= What is expected =
Check each line of the material, and show the ones that include the word "stool".

━━ Provided entries

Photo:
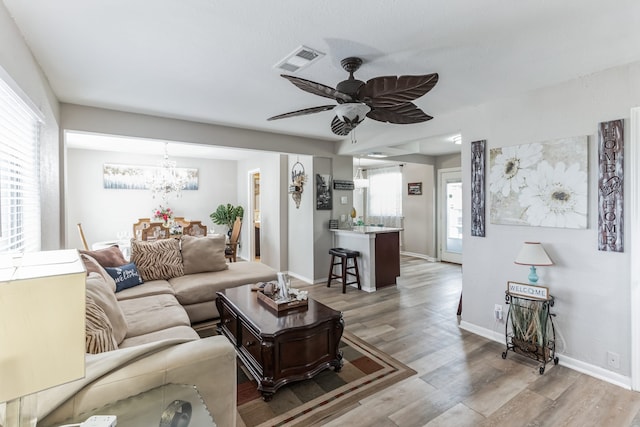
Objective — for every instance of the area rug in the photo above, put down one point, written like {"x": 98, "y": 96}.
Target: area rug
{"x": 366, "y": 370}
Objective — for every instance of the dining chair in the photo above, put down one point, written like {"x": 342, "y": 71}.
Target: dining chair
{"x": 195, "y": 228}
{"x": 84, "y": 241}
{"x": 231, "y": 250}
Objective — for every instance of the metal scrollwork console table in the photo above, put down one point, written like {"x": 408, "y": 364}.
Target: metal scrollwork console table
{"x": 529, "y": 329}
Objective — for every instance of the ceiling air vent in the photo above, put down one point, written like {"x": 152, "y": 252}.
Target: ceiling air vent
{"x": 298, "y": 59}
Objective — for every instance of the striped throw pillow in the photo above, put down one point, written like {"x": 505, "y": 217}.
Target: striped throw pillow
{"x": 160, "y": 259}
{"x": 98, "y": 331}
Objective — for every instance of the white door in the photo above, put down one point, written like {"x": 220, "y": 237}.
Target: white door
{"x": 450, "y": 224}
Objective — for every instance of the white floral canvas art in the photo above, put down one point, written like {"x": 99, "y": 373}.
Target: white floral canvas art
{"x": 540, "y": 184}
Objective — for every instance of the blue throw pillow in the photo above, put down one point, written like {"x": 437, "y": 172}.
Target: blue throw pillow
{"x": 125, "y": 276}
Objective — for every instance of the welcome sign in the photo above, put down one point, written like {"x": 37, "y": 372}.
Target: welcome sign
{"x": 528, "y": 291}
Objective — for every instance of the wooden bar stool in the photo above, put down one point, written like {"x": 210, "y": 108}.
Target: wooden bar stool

━━━━

= Output for this task =
Objective — for every instance of the wooden bar stool in the photo above, put down one point, written like {"x": 210, "y": 108}.
Target: wooden bar stool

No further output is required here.